* Data section:
^^^^^^^^^^^^^^^^
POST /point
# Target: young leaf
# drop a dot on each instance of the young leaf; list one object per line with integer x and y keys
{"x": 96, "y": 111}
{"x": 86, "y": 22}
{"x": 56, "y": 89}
^^^^^^^^^^^^^^^^
* Task brief:
Every line of the data is to be printed again exactly.

* Problem solution:
POST /point
# Target: young leaf
# drop a dot on each instance of the young leaf; list one object per line with integer x and y keys
{"x": 96, "y": 111}
{"x": 86, "y": 22}
{"x": 56, "y": 89}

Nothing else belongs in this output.